*WHAT IS BEING ASKED*: Report each line in the entries below that contains the word "cover", copying every such line in full.

start LISTING

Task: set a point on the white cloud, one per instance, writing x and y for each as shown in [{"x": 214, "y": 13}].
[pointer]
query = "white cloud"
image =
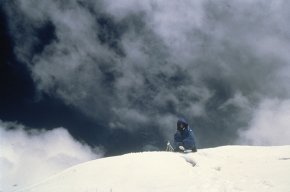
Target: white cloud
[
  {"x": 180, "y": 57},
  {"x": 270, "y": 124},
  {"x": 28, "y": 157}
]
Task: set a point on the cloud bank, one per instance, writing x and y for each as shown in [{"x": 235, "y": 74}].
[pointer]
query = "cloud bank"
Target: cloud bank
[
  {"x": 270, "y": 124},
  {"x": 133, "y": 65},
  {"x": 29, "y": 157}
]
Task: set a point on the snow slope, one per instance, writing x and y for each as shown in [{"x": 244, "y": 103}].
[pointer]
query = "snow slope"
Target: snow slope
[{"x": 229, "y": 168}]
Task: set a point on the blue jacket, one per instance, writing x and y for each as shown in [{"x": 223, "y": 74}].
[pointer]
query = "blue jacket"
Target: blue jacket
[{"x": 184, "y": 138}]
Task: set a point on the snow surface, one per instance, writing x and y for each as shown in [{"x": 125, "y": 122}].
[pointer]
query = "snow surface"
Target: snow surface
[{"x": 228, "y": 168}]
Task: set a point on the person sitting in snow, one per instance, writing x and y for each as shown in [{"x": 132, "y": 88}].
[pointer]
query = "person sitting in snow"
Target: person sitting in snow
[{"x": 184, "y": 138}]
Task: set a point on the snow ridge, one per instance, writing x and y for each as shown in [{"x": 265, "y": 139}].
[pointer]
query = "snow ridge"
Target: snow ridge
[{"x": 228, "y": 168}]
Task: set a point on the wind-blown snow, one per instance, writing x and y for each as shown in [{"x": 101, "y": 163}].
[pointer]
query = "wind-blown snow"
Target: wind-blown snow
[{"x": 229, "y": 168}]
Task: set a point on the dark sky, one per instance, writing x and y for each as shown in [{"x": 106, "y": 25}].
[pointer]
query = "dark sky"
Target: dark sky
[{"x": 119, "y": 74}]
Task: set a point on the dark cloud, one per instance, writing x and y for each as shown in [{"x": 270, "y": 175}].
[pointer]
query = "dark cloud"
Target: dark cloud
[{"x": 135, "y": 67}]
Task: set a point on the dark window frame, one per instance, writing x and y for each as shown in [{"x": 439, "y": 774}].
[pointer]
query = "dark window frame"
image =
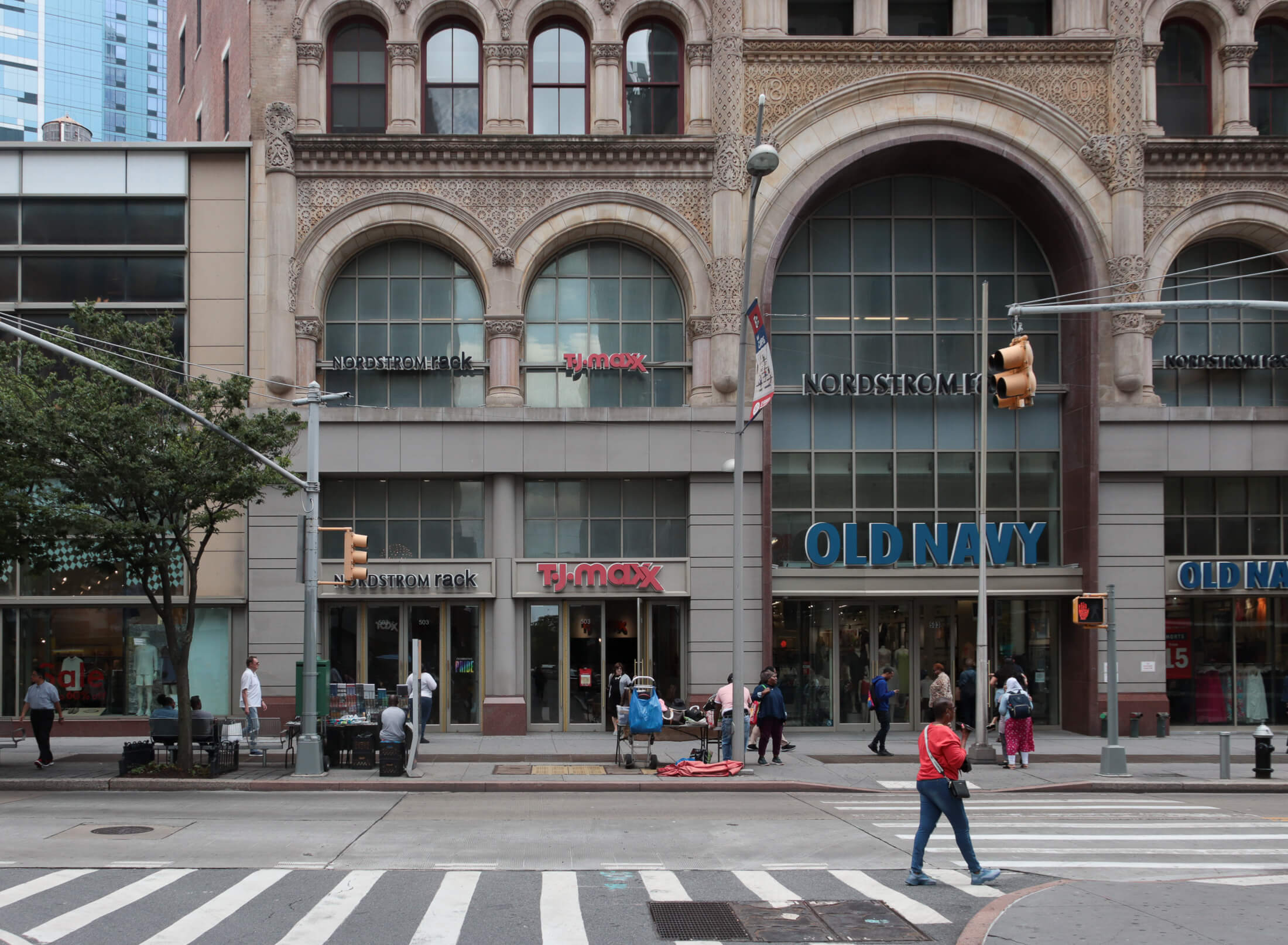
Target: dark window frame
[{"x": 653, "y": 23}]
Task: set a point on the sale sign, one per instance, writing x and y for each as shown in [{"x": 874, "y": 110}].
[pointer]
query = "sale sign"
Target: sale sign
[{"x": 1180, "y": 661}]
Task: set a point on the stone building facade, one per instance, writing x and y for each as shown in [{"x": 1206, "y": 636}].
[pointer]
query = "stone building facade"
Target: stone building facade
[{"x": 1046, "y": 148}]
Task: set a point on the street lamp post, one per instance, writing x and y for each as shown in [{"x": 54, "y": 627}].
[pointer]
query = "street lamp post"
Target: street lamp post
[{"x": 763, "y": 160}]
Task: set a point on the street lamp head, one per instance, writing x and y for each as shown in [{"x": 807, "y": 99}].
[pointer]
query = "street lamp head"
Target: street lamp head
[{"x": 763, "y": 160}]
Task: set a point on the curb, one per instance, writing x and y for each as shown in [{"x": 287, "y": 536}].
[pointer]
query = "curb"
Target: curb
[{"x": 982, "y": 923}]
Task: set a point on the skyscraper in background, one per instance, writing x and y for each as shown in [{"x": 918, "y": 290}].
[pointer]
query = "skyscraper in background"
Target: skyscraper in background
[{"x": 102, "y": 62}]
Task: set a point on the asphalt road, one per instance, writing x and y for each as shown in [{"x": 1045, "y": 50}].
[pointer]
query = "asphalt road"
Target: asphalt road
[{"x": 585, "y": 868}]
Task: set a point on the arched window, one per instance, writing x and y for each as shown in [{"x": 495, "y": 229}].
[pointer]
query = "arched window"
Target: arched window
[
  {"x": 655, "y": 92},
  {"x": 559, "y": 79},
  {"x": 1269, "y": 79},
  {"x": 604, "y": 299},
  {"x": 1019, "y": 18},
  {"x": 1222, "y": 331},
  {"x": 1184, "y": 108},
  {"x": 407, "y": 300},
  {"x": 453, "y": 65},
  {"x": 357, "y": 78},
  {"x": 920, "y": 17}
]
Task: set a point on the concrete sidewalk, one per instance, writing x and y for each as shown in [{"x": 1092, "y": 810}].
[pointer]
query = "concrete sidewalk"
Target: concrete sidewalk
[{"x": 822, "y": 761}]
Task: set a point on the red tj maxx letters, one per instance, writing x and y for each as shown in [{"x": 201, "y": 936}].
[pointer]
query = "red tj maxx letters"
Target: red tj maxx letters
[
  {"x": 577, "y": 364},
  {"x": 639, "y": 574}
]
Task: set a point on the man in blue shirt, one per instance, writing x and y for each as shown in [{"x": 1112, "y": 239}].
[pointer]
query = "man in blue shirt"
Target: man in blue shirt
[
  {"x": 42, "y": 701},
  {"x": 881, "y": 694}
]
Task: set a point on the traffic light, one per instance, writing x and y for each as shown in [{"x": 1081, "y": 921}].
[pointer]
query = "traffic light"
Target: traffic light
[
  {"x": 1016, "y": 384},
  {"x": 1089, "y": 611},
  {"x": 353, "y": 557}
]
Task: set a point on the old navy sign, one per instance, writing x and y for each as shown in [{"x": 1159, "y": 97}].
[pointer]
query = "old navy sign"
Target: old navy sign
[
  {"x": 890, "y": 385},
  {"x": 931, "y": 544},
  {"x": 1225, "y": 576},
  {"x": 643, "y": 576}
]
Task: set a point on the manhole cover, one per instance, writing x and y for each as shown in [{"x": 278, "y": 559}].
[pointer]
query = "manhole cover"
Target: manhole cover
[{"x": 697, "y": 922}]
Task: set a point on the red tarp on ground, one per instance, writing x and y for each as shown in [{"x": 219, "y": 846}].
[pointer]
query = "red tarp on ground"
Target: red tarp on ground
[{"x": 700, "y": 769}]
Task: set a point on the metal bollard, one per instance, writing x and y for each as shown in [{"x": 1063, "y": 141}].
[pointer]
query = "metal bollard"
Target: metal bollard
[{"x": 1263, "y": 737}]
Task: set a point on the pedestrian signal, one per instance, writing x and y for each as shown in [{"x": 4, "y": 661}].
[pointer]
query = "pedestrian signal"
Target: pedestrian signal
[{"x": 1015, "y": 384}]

end LISTING
start LISTING

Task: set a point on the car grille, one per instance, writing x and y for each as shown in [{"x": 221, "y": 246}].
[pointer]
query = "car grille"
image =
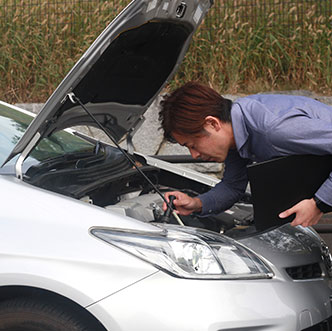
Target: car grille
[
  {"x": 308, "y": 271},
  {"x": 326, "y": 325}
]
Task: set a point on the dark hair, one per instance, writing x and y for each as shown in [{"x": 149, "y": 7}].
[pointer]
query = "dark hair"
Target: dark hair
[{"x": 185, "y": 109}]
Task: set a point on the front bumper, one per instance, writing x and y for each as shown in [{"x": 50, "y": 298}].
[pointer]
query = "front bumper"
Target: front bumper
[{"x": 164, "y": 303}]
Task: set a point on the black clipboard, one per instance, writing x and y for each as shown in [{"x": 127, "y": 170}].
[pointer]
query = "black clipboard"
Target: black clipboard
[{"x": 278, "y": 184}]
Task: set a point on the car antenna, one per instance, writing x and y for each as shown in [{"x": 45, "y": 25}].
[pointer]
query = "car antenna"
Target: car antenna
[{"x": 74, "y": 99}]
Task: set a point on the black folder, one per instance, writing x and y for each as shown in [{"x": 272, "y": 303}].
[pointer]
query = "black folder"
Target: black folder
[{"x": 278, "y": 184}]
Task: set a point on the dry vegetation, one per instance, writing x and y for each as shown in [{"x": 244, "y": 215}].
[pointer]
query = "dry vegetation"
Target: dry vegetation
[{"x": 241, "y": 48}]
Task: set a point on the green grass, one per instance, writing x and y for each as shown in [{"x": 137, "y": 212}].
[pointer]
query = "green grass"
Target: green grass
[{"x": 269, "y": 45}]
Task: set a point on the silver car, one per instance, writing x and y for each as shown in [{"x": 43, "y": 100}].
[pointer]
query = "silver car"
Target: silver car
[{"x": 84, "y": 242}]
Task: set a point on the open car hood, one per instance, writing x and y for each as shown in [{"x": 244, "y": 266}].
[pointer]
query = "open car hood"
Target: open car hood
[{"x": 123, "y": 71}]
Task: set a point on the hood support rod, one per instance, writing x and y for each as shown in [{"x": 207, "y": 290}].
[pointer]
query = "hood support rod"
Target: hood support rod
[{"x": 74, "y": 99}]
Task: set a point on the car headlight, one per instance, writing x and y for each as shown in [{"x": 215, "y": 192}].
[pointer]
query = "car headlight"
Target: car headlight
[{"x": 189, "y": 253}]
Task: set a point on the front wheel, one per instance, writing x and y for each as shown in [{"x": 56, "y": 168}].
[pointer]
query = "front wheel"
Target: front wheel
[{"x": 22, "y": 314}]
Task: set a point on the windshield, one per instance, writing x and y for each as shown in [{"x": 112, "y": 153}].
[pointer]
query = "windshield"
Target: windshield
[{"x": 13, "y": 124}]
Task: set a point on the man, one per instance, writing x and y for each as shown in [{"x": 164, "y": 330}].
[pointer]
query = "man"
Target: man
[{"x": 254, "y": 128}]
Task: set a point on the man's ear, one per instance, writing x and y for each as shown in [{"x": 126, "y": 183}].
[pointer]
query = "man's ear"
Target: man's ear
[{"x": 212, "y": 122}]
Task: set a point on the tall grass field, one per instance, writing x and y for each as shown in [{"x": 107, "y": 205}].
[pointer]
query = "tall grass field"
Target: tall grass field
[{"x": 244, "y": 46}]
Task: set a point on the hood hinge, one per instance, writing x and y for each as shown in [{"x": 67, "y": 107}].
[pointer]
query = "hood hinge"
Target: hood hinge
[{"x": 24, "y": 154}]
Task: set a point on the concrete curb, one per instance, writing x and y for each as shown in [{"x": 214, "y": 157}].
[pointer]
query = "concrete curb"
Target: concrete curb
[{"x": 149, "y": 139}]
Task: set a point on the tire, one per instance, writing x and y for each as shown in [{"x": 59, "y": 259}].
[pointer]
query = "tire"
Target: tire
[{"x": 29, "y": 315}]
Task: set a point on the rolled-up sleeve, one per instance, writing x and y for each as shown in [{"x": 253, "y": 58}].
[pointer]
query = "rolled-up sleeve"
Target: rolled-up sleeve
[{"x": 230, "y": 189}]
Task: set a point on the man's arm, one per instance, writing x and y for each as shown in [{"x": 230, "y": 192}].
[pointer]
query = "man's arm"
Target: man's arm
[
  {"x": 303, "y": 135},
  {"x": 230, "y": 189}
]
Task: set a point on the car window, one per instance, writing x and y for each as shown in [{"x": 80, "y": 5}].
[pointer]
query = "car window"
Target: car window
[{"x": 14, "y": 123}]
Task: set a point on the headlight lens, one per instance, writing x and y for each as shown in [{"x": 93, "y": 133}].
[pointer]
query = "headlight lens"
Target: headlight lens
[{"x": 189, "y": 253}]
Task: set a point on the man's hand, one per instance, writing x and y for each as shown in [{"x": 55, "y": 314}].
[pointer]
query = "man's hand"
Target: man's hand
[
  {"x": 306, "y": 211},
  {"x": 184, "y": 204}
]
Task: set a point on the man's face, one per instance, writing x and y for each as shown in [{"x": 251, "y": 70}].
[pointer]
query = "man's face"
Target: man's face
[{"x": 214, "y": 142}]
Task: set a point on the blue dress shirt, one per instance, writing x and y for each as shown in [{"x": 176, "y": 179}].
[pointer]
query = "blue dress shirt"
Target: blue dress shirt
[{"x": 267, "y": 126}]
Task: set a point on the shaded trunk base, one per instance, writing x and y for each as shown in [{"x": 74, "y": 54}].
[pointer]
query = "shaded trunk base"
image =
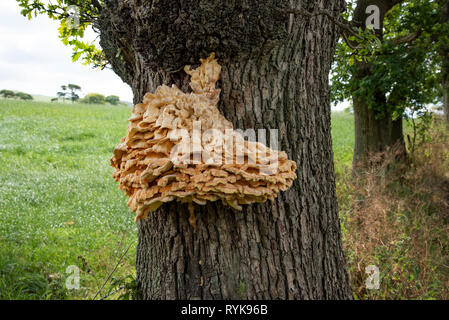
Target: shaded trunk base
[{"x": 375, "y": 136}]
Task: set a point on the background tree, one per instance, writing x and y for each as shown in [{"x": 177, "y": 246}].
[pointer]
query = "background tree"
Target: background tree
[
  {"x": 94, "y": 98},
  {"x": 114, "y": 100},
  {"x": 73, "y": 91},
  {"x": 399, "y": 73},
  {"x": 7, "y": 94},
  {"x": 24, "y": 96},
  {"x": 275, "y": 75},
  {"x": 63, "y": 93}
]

end LISTING
start LISTING

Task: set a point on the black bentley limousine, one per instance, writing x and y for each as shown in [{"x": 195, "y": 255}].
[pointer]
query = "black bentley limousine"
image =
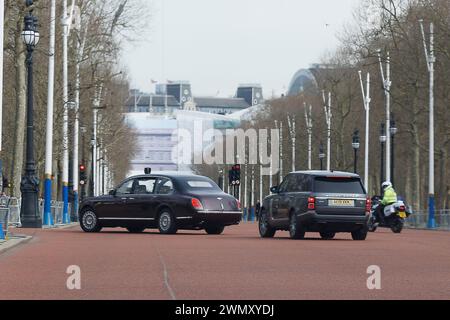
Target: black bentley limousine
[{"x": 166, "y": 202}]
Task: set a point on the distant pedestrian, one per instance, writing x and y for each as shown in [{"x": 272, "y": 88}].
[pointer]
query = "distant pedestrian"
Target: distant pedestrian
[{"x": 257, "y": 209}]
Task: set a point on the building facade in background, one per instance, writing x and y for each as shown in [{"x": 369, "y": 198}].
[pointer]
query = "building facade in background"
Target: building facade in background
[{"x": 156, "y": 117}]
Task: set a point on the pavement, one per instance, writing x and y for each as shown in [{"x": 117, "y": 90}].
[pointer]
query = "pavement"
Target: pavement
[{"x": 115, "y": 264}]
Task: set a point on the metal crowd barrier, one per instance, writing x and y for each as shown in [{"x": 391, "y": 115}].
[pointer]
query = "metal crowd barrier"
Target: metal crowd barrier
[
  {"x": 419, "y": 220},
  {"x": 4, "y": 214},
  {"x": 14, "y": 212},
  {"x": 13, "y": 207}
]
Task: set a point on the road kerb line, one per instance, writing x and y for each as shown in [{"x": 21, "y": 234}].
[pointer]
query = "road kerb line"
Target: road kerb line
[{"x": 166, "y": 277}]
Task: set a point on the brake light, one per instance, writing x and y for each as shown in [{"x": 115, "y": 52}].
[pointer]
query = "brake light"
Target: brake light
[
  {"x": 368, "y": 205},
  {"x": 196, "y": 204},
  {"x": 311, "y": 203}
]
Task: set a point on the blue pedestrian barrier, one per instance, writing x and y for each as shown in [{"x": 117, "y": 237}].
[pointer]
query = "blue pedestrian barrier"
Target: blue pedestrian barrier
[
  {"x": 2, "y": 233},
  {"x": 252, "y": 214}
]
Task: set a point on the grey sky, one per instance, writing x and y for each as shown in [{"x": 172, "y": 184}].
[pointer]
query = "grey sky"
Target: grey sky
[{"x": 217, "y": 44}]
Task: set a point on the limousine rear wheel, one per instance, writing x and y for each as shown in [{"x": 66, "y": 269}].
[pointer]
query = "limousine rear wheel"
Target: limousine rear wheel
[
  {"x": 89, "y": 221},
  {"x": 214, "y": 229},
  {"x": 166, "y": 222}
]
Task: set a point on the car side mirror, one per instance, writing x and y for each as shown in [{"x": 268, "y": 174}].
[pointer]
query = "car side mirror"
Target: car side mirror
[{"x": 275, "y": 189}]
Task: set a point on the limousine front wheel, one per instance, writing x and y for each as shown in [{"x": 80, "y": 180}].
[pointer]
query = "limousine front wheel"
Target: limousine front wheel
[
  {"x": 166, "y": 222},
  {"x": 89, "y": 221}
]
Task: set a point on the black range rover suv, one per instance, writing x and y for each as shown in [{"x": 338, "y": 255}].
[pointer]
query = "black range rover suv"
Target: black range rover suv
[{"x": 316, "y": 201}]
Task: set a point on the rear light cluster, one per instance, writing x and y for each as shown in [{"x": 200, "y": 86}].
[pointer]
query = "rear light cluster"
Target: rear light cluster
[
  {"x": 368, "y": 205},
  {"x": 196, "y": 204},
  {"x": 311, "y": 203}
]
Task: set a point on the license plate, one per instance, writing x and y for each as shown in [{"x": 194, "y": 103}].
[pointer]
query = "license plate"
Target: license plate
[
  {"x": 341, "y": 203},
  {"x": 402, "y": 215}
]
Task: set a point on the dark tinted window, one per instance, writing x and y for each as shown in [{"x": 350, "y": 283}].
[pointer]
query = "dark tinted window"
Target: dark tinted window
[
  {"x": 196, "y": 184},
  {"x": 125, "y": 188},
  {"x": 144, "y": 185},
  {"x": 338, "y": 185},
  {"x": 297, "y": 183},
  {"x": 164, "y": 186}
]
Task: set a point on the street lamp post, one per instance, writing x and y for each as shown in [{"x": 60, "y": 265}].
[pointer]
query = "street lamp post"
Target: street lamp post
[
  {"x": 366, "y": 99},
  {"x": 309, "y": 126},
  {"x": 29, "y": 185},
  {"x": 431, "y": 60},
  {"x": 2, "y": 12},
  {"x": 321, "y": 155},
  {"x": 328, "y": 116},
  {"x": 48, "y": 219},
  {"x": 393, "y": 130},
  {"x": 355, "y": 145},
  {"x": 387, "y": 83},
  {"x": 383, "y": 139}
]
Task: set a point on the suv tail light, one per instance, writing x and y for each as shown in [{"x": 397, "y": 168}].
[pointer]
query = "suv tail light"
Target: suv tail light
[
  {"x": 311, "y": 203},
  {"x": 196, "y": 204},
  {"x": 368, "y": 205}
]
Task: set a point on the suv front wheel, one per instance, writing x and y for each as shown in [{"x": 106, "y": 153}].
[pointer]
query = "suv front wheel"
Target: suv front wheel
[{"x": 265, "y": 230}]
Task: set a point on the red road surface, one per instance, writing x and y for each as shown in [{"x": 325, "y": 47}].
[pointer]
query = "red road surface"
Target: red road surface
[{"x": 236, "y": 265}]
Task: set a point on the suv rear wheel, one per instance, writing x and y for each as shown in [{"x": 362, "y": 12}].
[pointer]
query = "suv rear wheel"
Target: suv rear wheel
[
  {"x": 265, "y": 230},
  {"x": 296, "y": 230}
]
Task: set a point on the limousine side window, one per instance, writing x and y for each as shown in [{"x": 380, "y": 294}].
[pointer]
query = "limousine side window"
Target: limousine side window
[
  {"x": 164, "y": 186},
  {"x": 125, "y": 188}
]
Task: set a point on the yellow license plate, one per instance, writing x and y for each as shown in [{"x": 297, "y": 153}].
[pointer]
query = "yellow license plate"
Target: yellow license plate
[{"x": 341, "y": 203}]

end LISTING

*FINAL RESULT*:
Task: set a point on the manhole cover, one per instance, writing x and y for each as shown in [{"x": 278, "y": 559}].
query = "manhole cover"
Target: manhole cover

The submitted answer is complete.